Testo mostrato:
************

Piacevole sorpresa il Marca 2024, con l'ortofrutta che si rende protagonista dell'evento grazie a presenze numerose, gradevolmente oltre le attese, ma soprattutto grazie all'organizzazione di eventi e momenti di confronto capaci di catalizzare l'attenzione di tutti gli operatori.
Un plauso a Salvo Garipoli e alla SGMarketing per le tavole rotonde proposte su vari temi con focus ortofrutta e principalmente per aver aggregato una platea numerosa, curiosa e interessata, cosa non scontata, ma neanche replicata in altri settori pur con valori commerciali ben più importanti.
Giancarlo Amitrano responsabile ufficio acquisti ortofrutta
catena Cedigros
Mi porto a casa, tra i tanti spunti, due argomenti che mi hanno ronzato nella testa per l'intero viaggio di ritorno. Il primo è l'ennesimo invito rivolto da Claudio Mazzini, Coop Italia, al mondo produttivo: "aggregazione".
Occorre aggregazione tra le realtà ortofrutticole per affrontare la sfida della continuità di fornitura, della costanza qualitativa, della correttezza del livellamento dei prezzi ed evitare che in futuro si ripetano le medesime difficoltà riscontrate nel 2023, anno buio in termini di performance per i ripetuti buchi produttivi e per i ripetuti momenti di tensione speculativa.
Voglio sottolineare come la necessità di aggregazione debba innanzitutto attecchire tra le aziende commerciali e le loro basi produttive, onde evitare che queste ultime continuino a non rispettare alla bisogna i vincoli di conferimento che dovrebbero caratterizzare il loro rapporto.
Il richiamo di Mazzini, a onor del vero, non è passato inosservato tra il pubblico presente, e tra i vari commenti non sottaciuti qualcuno ha obiettato: aggregazione sì, ma a cosa serve senza programmazione?

************

Esercizi da svolgere:
- 1) Nel testo sul Marca 2024, quale invito rivolge Claudio Mazzini di Coop Italia al mondo produttivo?
- 2) Riassumi in due frasi il testo sul Marca 2024.
- 3) Stabilisci se le affermazioni seguenti concordano con il testo sul Marca 2024. Per ciascuna rispondi sì o no e cita tra virgolette le parole del testo che lo stabiliscono.
(a) Il 2023 è descritto come un anno positivo in termini di performance.
(b) Le tavole rotonde sono state proposte da Salvo Garipoli e dalla SGMarketing.
(c) Il richiamo di Mazzini è passato inosservato tra il pubblico.

Estratto della fonte:

************

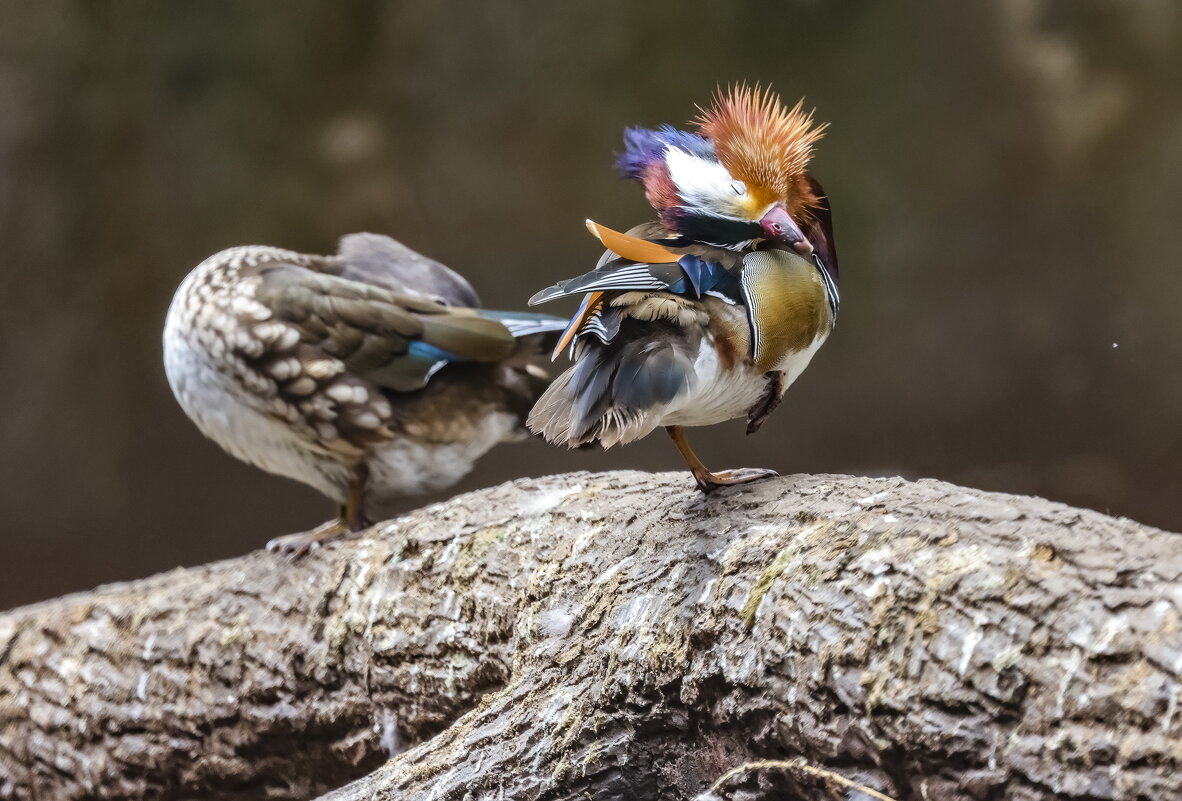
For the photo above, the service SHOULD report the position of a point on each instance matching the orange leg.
(708, 481)
(349, 519)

************

Risultati per esercizio:
- 1) L'invito all'"aggregazione".

- 2) Al Marca 2024 l'ortofrutta è stata protagonista grazie a presenze oltre le attese e alle tavole rotonde proposte da Salvo Garipoli e dalla SGMarketing, che hanno riunito una platea numerosa, curiosa e interessata. Claudio Mazzini di Coop Italia ha invitato le realtà ortofrutticole all'aggregazione per garantire continuità di fornitura, costanza qualitativa e un corretto livellamento dei prezzi, evitando le difficoltà del 2023, mentre dal pubblico qualcuno ha chiesto a cosa serva l'aggregazione senza programmazione.

- 3)
(a) No: "anno buio in termini di performance".
(b) Sì: "Un plauso a Salvo Garipoli e alla SGMarketing per le tavole rotonde proposte".
(c) No: "non è passato inosservato tra il pubblico presente".